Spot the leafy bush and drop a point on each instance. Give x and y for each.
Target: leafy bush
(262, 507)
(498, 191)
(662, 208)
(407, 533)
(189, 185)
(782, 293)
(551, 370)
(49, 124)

• [PROBLEM TO SOLVE]: Count the lines in the records above that contain the string "leafy", and give only the number.

• [THE REPLY]: 2